§ What needs to be done
Copy out the listing exactly.

§ Items
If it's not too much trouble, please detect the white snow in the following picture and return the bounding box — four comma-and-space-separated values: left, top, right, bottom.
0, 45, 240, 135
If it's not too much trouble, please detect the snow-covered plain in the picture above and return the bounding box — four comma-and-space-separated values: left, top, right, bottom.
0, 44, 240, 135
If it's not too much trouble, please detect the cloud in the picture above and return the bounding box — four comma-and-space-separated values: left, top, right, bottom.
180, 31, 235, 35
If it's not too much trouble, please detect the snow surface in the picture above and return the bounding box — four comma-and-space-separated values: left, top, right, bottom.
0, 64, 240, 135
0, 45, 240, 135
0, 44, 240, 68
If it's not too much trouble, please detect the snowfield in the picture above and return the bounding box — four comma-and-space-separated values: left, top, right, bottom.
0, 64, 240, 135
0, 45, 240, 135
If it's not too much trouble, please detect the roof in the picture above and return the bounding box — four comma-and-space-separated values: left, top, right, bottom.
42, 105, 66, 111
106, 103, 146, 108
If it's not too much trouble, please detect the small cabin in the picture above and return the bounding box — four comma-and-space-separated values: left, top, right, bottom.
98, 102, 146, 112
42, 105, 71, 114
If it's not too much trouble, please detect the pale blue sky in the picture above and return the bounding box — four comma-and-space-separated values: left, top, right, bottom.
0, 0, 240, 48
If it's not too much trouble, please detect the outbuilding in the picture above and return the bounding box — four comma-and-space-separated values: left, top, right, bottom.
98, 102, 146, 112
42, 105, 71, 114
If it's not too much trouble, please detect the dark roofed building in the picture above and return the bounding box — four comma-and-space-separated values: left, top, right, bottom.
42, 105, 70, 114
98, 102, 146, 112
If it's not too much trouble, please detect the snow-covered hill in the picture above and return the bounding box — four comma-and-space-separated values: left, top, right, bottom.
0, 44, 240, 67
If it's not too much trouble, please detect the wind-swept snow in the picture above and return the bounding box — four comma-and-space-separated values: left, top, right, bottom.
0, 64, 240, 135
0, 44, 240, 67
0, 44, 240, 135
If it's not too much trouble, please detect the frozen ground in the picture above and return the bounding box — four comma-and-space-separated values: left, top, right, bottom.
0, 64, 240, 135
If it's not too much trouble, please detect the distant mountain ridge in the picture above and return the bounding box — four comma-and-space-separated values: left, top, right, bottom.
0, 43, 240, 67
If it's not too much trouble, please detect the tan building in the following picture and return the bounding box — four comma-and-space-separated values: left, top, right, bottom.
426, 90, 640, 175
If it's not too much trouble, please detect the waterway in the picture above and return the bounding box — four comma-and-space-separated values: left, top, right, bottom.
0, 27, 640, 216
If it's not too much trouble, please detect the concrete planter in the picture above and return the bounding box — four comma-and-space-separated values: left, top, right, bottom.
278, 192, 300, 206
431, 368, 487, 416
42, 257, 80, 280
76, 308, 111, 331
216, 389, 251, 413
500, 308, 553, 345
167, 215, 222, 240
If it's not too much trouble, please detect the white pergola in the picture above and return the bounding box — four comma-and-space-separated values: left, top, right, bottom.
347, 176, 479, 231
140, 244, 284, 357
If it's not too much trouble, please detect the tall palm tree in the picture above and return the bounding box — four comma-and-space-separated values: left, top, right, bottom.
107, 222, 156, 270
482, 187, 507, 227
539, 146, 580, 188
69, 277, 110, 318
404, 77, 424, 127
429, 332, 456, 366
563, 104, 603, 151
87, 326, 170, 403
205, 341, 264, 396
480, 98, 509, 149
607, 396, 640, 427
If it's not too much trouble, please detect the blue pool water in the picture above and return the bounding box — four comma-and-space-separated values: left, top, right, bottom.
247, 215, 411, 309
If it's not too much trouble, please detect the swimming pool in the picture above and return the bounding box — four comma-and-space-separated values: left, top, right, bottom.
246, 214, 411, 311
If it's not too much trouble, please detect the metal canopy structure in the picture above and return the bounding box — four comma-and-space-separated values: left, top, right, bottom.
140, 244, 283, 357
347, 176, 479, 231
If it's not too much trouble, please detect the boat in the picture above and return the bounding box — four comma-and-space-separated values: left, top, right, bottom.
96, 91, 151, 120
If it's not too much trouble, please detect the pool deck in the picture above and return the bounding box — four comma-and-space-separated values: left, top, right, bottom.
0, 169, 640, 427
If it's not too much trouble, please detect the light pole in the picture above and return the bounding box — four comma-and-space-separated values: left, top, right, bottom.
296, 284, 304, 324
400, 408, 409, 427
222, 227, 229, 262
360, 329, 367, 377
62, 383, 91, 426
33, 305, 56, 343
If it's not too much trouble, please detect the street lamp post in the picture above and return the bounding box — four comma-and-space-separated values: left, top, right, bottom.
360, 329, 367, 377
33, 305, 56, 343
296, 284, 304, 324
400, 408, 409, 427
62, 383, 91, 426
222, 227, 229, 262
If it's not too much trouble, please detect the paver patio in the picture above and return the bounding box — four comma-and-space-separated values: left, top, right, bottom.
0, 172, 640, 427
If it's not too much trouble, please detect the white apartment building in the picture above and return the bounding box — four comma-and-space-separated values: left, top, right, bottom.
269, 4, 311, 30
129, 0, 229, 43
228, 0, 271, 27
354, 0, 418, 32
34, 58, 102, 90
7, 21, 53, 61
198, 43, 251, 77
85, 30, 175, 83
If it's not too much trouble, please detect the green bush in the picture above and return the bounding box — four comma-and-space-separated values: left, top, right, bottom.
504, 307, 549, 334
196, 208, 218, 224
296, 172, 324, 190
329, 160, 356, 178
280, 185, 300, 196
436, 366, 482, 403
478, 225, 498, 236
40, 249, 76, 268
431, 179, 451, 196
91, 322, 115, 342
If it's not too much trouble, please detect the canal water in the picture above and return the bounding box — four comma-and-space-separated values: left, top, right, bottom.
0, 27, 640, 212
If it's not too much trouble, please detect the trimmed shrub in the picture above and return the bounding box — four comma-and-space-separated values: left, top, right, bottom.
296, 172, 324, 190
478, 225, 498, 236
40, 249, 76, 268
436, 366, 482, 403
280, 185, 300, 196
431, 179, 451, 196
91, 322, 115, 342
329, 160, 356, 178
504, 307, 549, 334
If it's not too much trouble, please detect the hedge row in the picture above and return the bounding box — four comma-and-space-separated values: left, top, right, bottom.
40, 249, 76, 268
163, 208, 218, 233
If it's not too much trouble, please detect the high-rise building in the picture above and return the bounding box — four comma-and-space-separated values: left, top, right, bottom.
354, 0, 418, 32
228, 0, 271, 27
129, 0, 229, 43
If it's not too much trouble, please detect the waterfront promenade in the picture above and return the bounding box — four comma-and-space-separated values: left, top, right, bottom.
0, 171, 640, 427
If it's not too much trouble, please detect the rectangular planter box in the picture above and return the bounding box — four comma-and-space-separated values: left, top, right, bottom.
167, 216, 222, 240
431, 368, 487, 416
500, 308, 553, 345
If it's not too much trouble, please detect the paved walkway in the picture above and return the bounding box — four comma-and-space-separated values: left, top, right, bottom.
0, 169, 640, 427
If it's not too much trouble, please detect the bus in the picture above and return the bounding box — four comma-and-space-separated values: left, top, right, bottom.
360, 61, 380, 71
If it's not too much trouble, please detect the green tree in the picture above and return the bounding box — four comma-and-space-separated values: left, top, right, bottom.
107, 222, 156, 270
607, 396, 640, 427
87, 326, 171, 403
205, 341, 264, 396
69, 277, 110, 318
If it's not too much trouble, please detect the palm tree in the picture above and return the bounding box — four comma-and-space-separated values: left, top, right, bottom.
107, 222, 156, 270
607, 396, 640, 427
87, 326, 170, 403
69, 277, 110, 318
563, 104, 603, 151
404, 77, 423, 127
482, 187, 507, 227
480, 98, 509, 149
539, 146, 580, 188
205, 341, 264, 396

§ Full output
If it's not too much trouble, please detect the white snow in the following picture and return the bounding box — four comma-and-space-separated values: left, top, right, bottom.
0, 45, 240, 135
If it's not too much trouble, please detect the snow-covered plain in the picture above and return the bounding box — four comma-and-space-separated values: left, top, right, bottom.
0, 44, 240, 135
If it's not too much trouble, please detect the cloud in the picture above and return the bounding box — four comma-and-space-separated values: left, top, right, bottom.
180, 31, 235, 35
If it's not too much trouble, please detect the snow surface in the picture above and return the bounding box — four comma-and-space-separated values: left, top, right, bottom.
0, 64, 240, 135
0, 45, 240, 135
0, 44, 240, 68
If it's not too much trouble, please detect the snowfield in the picture above and return the bounding box — four comma-and-space-separated values: left, top, right, bottom.
0, 64, 240, 135
0, 45, 240, 135
If it's not too much trouble, please detect the roof in the picture above and return the bounding box — four comma-and-space-separated values: left, top, right, bottom.
42, 105, 66, 111
106, 103, 146, 108
If it's not too much trouble, please detect the small cabin in the picture above and return the bounding box — four comma-and-space-separated values: left, top, right, bottom.
98, 102, 146, 112
42, 105, 71, 114
If it's not too much trouble, please detect the pale blue sky in the picture above and return the bounding box — four comma-and-space-separated values: left, top, right, bottom.
0, 0, 240, 48
If it's not too much trouble, please detect the outbuilding in the picture above and return the bounding box — four comma-and-space-separated values: left, top, right, bottom.
98, 102, 146, 112
42, 105, 71, 114
If it's not too much trouble, please detect the dark roofed building in the picture above and return the bounding box — four comma-and-space-separated values: left, top, right, bottom.
42, 105, 70, 114
98, 102, 146, 112
If it's not too much trouble, please detect the snow-covered hill in the picture above and return the bounding box — four comma-and-space-separated values: left, top, right, bottom.
0, 44, 240, 67
If it's not too much trouble, please detect the wind-swept snow in the picture above and return the bounding box — four comma-and-space-separated values: left, top, right, bottom.
0, 64, 240, 135
0, 44, 240, 67
0, 44, 240, 135
If it's not too much trouble, please detect the frozen ground in the picture above and return the bounding box — four comma-and-space-separated values: left, top, right, bottom.
0, 64, 240, 135
If it's not too much trouble, please detect the distant mountain ridge in the picture above and return the bounding box — four comma-and-space-separated values: left, top, right, bottom.
0, 43, 240, 67
If it's not too much trouble, please detect the tan building in the following picture and return the bounding box — four comma-and-space-separated values: left, top, right, bottom.
426, 90, 640, 175
If it's not too much trouble, please detect the waterway in the picture above and return the bounding box — four comma-and-space-separated values: left, top, right, bottom.
0, 27, 640, 216
If it's not too much trouble, please detect the concrete planter in the picture above and return the bounding box — four comma-and-space-separated values: left, top, right, bottom.
278, 192, 300, 206
431, 368, 487, 416
42, 257, 80, 280
76, 308, 111, 331
216, 389, 251, 413
500, 308, 553, 345
167, 215, 222, 240
If it's not too much trouble, please detect the white pergola in the picture above and return the bounding box — four comma-and-space-separated values: left, top, right, bottom.
347, 176, 479, 231
140, 244, 284, 357
If it's not too much trouble, please detect the tall palm tree in the picture above and return the bounding box — four comma-and-space-separated values: left, top, right, bottom.
107, 222, 156, 270
482, 187, 507, 227
539, 146, 580, 188
69, 277, 110, 318
404, 77, 424, 127
429, 332, 456, 366
563, 104, 603, 151
87, 326, 170, 403
205, 341, 264, 396
480, 98, 509, 149
607, 396, 640, 427
If it's not too much trouble, please detect the blue pool water in the picture above and return the bounding box — four comma-and-space-separated values: left, top, right, bottom.
247, 215, 411, 309
If it's not too much trouble, please detect the swimming pool in the picture above and return the bounding box — four comma-and-space-separated values: left, top, right, bottom.
246, 214, 411, 311
If it's not too much trouble, please detect the metal canopy structure in the picture above and return the bounding box — four comma-and-space-separated values: left, top, right, bottom.
140, 244, 283, 357
347, 176, 479, 231
If it's not too much trouble, please detect the boat in the picture above and return the bounding box — four comma-and-space-separated values: left, top, right, bottom.
96, 91, 151, 120
If it's not too much trouble, please detect the pool deck in the picture above and return the bounding box — four comma-and-space-separated values: left, top, right, bottom.
0, 169, 640, 427
If it's not too much trouble, please detect the light pole in the picture above and return the bounding box — four comma-and-space-separated values: left, top, right, bottom.
296, 284, 304, 324
400, 408, 409, 427
222, 227, 229, 262
360, 329, 367, 377
62, 383, 91, 426
33, 305, 56, 343
If it's not too much trouble, please detect the street lamp post in the picture above and return the bounding box — four comma-and-space-separated values: left, top, right, bottom.
360, 329, 367, 377
33, 305, 56, 343
296, 284, 304, 324
400, 408, 409, 427
62, 383, 91, 426
222, 227, 229, 262
If it's not too much trouble, please detect the paver patio in the picture above and return the bounding box — four comma-and-space-separated values: left, top, right, bottom.
0, 172, 640, 427
If it's not too much trouble, please detect the white apartment building in the picture above and return the bounding box — four comma-and-space-separated values: left, top, right, bottom.
269, 4, 311, 30
129, 0, 229, 43
228, 0, 271, 27
354, 0, 418, 32
34, 58, 102, 90
7, 21, 53, 61
198, 43, 251, 77
85, 30, 175, 83
If it's not too much trouble, please detect the green bush in the picture above and return the bounding box — four comma-and-space-separated values: left, top, right, bottom.
504, 307, 549, 334
196, 208, 218, 224
296, 172, 324, 190
329, 160, 356, 178
280, 185, 300, 196
436, 366, 482, 403
478, 225, 498, 236
40, 249, 76, 268
431, 179, 451, 196
91, 322, 115, 342
If it's not too much trouble, please detect the canal water in the picture above and return the bounding box — four comma-and-space-separated values: left, top, right, bottom.
0, 27, 640, 212
If it's not too much trouble, please detect the trimmed shrub in the picture above and return the bounding box — four comma-and-space-separated values: left, top, right, bottom.
296, 172, 324, 190
478, 225, 498, 236
40, 249, 76, 268
436, 366, 482, 403
280, 185, 300, 196
431, 179, 451, 196
91, 322, 115, 342
329, 160, 356, 178
504, 307, 549, 334
If it's not too much trouble, please detect the hedge row in the picture above and return the bounding box — four comma-and-space-separated values: left, top, right, bottom.
40, 249, 76, 268
163, 208, 218, 233
If it's not too much trouble, please detect the high-rise building in the picture above and return the bounding box — four comma-and-space-separated values: left, top, right, bottom.
354, 0, 418, 32
228, 0, 271, 27
129, 0, 229, 43
If it's not too much trouble, please detect the waterfront promenade in the picture above and return the bounding box — four comma-and-space-separated values: left, top, right, bottom.
0, 171, 640, 427
If it's not too much trouble, please detect the rectangular planter box in the picture above and return the bounding box — four comma-and-space-separated values: left, top, right, bottom.
167, 216, 222, 240
431, 368, 487, 416
500, 308, 553, 345
If it's not too much trouble, please detect the paved walkway in the picture above and return the bounding box — four comma-and-space-separated values: left, top, right, bottom.
0, 169, 640, 427
If it's not too much trouble, please detect the bus in the picture above and return the bounding box — four comma-and-space-separated values: left, top, right, bottom.
360, 61, 380, 71
If it's not too much trouble, please detect the green tree in the picture above and return the bounding box — four comma-and-space-separated values: left, top, right, bottom.
107, 222, 156, 270
607, 396, 640, 427
87, 326, 171, 403
205, 341, 264, 396
69, 277, 110, 318
If it's not too much trouble, please detect the palm tree in the picture above and return the bounding box — four comma-and-space-separated values: left, top, right, bottom.
107, 222, 156, 270
607, 396, 640, 427
87, 326, 170, 403
69, 277, 110, 318
563, 104, 603, 151
404, 77, 423, 127
482, 187, 507, 227
480, 98, 509, 149
539, 146, 580, 188
205, 341, 264, 396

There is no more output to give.